Richiesta data 1: Seleziona, tra le voci più sotto, ogni riga che contiene la parola "wall".

Estratto del documento:
_ _ _ _ _

D'Astolfo: "Del calcio mi piace "allenare" l'aspetto umano. L'Italia? E' cambiata e andrà ai Mondiali

Ex centrocampista, ha giocato con le più grandi e vinto tanto. Allena il Sassuolo con cui si è appena salvata in A. Ha 52 anni e vorrebbe più tempo per viaggiare, leggere e scrivere, ma il pallone alla fine vince sempre. "Mi dicevano vai a lavare i piatti. La strada è una palestra di vita. All'ultima Coppa del Mondo io c'ero, è ora di tornarci"
D'Astolfo: "Del calcio mi piace "allenare" l'aspetto umano. L'Italia? E' cambiata e andrà ai Mondiali
di Valeria Ancione
10 min

A centrocampo, lì dove passa il mondo di palloni, di idee, di visionarie intenzioni; lì dove la timidezza si nasconde e si confonde nel traffico che converge verso quel centro; lì, crocevia della fatica e della resistenza, non ci si finisce per caso a lavorare.

Federica D’Astolfo - da Roma, quartiere Prenestina, vagabonda poi del calcio, o per colpa del calcio, e infine con fissa dimora in Emilia - è nata centrocampista e fino a quarant’anni ha presidiato quella zona che mischia il gioco all'esistenza. Quel che stupisce negli uomini (da Zoff a Totti a Buffon) per le donne è quasi la normalità spingersi così avanti con l’età giocando ad alti livelli. “Ero centrale. Allora si diceva metodista, play. Egocentrica? Forse  - ride - mi piaceva stare al centro e per una riservata come me suona strano”. Mettersi al centro dell’attenzione, o dell'azione in questo caso, non è che l’antidoto alla timidezza, in fin dei conti, ed esalta le contraddizioni umane.

_ _ _ _ _

Richiesta data 2: Secondo l'articolo su Federica D'Astolfo, quale squadra allena?

[Voci di origine]
_ _ _ _ _

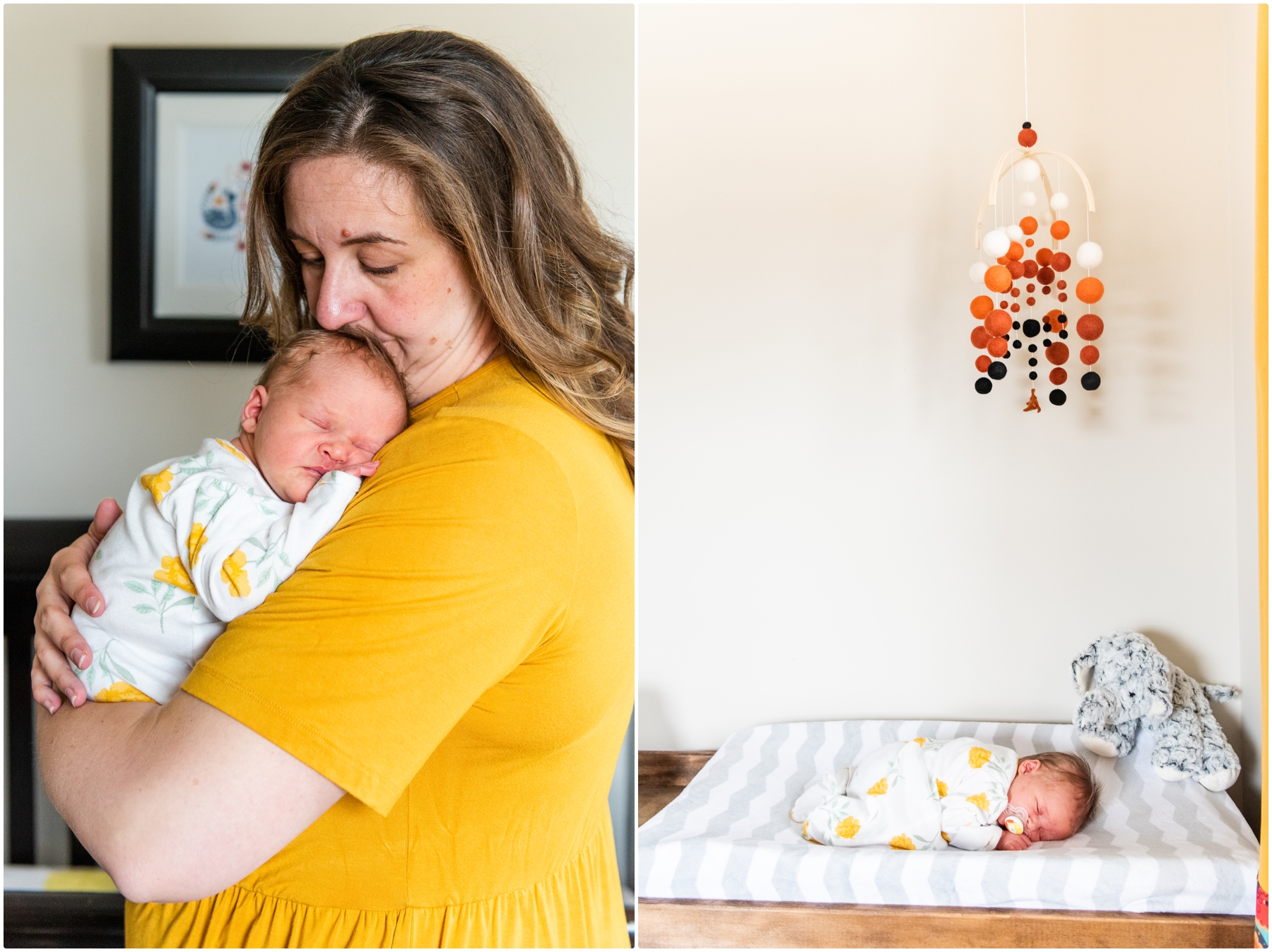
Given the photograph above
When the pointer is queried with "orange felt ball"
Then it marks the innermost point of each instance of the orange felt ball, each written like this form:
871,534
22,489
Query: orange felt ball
1090,327
1089,290
999,324
998,279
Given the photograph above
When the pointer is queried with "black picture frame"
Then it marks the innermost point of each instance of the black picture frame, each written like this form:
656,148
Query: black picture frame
138,76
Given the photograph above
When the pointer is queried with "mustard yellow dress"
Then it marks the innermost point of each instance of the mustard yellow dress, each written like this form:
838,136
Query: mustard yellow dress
458,656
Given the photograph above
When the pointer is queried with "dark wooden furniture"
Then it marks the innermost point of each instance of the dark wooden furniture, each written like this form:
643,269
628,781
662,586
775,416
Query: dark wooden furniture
677,923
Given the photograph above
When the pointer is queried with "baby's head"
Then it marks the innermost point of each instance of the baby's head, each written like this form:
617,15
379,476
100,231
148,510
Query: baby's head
1057,791
326,400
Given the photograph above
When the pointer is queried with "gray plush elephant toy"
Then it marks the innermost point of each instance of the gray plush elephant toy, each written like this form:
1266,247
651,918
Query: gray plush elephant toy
1126,681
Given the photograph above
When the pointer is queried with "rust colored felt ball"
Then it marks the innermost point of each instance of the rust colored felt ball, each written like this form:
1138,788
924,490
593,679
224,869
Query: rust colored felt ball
998,324
998,279
1089,290
1090,327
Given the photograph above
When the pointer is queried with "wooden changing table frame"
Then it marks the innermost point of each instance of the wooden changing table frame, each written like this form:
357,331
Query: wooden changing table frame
686,923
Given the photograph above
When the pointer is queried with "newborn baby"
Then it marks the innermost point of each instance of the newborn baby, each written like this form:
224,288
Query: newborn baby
928,794
206,537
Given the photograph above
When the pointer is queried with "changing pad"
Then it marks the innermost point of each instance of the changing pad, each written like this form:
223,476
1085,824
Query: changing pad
1153,847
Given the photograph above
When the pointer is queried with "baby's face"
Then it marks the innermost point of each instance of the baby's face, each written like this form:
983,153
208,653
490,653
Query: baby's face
1052,806
335,415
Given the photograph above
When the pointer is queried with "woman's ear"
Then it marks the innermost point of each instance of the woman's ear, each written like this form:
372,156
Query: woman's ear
251,415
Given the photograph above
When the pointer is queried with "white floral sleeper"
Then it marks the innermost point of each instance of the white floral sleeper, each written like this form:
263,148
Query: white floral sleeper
914,794
203,540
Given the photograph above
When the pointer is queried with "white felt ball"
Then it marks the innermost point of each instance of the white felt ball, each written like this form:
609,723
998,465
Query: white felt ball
996,243
1089,255
1028,171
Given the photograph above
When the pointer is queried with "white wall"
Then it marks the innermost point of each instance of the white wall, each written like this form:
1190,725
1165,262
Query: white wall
79,427
832,522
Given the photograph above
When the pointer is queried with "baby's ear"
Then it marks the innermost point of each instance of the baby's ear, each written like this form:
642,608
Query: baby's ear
252,409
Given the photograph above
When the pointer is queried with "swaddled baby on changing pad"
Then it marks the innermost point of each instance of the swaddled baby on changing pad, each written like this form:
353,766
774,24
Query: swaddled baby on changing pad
965,793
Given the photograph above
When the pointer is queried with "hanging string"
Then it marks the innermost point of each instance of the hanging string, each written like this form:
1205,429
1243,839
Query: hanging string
1024,44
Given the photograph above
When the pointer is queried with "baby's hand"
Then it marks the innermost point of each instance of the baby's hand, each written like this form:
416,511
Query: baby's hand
362,469
1011,840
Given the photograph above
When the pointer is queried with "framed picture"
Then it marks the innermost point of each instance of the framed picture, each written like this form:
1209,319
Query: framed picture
184,135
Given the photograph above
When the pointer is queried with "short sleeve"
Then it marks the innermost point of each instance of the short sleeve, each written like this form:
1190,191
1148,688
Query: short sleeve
447,572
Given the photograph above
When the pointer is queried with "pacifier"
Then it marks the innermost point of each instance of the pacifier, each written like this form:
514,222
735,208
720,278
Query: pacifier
1015,818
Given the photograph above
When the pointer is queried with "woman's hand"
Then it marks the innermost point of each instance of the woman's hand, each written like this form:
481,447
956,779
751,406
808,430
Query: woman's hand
1011,840
66,583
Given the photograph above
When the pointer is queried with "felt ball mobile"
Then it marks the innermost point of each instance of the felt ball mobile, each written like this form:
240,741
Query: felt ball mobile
1024,290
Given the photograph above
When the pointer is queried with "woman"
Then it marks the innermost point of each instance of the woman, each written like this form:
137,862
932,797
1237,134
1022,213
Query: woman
411,742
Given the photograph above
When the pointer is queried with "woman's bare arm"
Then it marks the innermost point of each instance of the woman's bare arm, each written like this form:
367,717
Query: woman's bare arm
176,802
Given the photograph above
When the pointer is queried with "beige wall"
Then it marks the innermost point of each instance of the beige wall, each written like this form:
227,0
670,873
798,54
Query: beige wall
79,427
832,522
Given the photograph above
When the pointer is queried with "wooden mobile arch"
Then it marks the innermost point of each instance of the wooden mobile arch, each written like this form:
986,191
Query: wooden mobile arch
1024,266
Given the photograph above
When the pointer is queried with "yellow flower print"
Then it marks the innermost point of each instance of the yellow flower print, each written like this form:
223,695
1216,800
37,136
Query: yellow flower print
235,575
847,828
121,691
158,484
175,575
232,448
195,543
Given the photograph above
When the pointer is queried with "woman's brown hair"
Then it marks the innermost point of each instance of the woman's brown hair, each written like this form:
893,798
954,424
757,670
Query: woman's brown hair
495,177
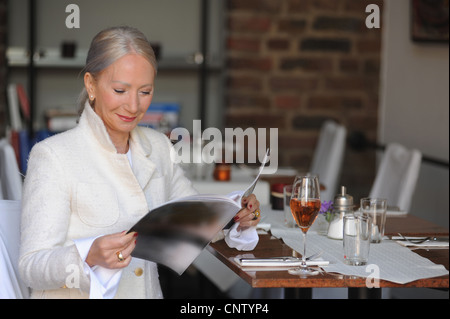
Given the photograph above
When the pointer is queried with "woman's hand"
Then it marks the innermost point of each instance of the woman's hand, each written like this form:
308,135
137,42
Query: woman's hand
249,215
112,251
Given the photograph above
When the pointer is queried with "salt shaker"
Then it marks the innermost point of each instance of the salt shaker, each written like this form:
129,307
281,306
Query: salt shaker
342,205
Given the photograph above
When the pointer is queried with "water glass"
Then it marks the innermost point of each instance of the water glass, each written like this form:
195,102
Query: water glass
375,208
357,230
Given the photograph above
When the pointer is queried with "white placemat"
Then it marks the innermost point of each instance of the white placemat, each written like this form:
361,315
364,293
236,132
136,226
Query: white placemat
387,260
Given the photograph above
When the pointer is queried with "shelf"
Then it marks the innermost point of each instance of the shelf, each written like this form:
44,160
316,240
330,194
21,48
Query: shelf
18,58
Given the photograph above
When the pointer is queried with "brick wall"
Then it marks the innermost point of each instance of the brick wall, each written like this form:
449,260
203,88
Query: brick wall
3,32
293,64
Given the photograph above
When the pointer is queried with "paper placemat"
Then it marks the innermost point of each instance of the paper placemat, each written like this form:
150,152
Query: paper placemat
387,260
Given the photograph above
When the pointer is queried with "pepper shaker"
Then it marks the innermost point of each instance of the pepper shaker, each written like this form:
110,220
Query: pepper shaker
342,205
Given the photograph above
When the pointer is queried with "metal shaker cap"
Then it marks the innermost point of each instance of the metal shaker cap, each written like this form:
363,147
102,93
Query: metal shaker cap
343,200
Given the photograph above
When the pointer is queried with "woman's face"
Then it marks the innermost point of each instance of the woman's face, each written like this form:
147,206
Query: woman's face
122,92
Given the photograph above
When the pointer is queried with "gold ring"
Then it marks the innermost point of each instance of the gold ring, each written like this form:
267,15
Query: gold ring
256,213
120,256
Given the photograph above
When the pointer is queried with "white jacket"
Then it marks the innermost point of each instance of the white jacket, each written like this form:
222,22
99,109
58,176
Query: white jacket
78,186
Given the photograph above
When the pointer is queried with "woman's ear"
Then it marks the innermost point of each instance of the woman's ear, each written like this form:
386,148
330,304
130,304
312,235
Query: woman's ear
89,84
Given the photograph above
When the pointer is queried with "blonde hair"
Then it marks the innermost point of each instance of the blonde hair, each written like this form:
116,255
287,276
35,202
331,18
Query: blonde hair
110,45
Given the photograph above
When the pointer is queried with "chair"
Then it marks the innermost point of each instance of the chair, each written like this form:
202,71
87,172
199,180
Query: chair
11,286
10,179
397,176
328,157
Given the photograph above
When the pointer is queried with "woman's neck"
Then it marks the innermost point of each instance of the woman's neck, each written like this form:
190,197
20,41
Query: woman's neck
121,142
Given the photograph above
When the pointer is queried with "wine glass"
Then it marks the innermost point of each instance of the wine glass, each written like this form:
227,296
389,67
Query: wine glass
305,205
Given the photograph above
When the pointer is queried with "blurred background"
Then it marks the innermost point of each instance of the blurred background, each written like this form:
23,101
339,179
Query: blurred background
286,64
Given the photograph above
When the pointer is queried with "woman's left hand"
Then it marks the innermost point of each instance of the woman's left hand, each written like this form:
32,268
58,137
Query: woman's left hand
249,215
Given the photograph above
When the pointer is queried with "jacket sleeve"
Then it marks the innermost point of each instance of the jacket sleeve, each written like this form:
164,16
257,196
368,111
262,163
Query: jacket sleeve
47,260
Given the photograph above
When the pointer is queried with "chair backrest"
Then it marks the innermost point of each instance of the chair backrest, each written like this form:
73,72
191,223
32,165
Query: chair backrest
328,157
10,179
397,176
11,286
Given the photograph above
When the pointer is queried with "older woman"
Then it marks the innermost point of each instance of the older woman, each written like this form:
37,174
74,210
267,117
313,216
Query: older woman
85,186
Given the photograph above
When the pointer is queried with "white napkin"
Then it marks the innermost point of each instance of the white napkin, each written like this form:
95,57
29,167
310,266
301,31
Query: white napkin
270,262
104,281
244,239
429,244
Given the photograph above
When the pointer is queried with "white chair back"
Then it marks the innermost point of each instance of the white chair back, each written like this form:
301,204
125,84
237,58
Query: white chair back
328,157
10,179
397,176
11,287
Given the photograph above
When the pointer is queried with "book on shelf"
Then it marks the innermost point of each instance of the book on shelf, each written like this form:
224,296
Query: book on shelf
175,233
15,119
24,101
59,120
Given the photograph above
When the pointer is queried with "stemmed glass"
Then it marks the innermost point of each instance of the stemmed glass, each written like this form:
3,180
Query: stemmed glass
305,205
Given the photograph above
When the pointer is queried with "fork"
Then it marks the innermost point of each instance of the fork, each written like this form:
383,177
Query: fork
415,241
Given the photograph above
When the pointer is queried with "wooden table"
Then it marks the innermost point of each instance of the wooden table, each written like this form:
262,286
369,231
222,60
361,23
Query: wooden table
270,246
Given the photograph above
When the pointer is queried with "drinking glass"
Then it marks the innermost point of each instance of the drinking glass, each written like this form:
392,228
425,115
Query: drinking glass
305,205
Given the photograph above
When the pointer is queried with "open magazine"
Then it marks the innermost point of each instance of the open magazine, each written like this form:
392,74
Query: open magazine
175,233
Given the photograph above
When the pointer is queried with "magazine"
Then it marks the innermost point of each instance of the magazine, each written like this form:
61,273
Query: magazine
175,233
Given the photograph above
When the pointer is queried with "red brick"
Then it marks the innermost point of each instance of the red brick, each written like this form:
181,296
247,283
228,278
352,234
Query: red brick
334,102
287,102
306,64
255,120
267,6
254,63
244,82
278,44
299,84
249,24
248,101
245,44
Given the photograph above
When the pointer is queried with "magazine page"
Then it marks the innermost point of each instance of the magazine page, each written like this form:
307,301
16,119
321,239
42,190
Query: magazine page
175,233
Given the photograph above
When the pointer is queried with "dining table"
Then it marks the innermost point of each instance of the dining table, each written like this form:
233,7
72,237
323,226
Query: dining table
395,264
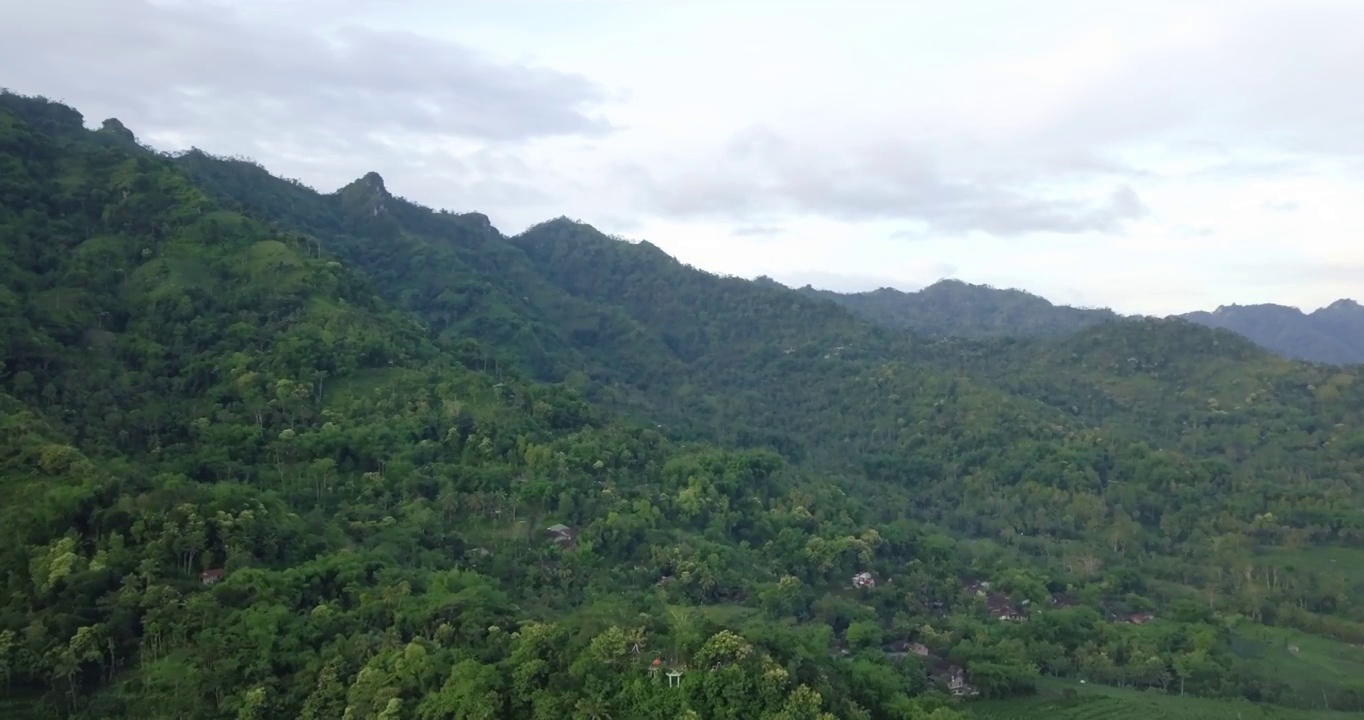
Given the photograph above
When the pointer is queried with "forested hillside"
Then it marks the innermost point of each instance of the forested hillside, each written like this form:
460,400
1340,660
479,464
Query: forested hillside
1333,334
1329,334
274,453
955,308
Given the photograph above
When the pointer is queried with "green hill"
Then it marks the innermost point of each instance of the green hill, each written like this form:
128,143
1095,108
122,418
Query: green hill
1333,334
274,453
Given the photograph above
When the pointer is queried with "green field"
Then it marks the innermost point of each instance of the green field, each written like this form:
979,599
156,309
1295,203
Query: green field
1101,702
1314,667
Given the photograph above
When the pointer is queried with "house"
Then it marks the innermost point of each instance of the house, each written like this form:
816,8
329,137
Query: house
562,535
1001,608
954,678
975,587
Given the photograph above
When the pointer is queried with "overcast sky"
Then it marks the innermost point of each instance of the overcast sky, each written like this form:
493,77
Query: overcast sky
1153,157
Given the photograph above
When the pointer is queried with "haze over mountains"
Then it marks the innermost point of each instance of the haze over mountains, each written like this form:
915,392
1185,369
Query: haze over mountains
1331,334
274,453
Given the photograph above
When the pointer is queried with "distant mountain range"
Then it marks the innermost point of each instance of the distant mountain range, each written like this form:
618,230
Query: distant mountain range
1333,334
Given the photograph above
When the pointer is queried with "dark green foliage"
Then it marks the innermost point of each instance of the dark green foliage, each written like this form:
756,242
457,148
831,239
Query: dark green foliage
368,415
955,308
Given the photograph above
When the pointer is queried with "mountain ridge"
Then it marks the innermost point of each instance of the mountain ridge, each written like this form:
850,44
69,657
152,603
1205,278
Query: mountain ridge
1331,334
272,453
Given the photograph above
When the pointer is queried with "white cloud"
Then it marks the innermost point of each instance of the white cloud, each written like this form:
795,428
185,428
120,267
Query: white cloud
1153,157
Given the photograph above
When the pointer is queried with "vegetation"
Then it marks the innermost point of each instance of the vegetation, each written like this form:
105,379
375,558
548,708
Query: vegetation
955,308
272,453
1330,334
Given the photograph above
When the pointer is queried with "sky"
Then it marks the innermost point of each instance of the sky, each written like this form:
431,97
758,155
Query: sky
1151,157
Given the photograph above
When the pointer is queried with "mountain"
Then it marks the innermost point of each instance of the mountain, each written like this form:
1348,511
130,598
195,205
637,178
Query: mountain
1330,334
1333,334
955,308
281,453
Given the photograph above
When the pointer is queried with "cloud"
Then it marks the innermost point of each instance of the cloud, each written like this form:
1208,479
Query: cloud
1280,206
924,274
303,92
757,231
761,175
202,64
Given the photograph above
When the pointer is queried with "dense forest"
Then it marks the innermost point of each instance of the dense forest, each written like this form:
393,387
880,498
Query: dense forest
1333,334
272,453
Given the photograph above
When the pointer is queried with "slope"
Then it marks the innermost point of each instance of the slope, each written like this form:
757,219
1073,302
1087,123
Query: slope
955,308
377,507
454,270
1333,334
236,484
1330,334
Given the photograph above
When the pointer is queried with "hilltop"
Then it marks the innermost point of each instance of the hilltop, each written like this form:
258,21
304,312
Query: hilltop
283,453
1333,334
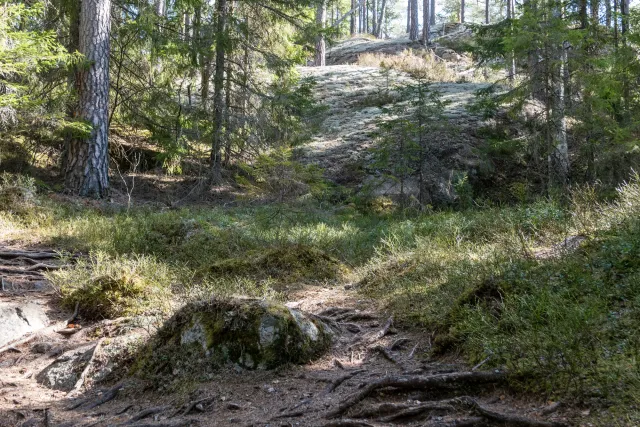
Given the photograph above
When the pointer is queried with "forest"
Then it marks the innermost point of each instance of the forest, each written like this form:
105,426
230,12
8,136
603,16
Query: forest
337,213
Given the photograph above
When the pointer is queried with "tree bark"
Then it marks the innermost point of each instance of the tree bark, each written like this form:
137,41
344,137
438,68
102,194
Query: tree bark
426,28
218,89
321,20
354,5
414,33
159,6
374,18
87,168
381,18
486,12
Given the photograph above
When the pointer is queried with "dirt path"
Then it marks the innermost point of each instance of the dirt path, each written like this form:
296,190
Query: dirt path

_ _ _ _ _

Risposta completa 1:
When the pointer is queried with "white wall"
Then it marks the innermost point of each instance of the white wall, each written like this form:
Query: white wall
When the pointer is queried with "beige wall"
Then it marks the innermost point of each instance of the beige wall, each written like this form:
Query: beige wall
When the pointer is queried with "brick wall"
Then it marks the innermost point of each instance of the brick wall, each written like this form:
Query: brick wall

Risposta completa 2: Il Sassuolo.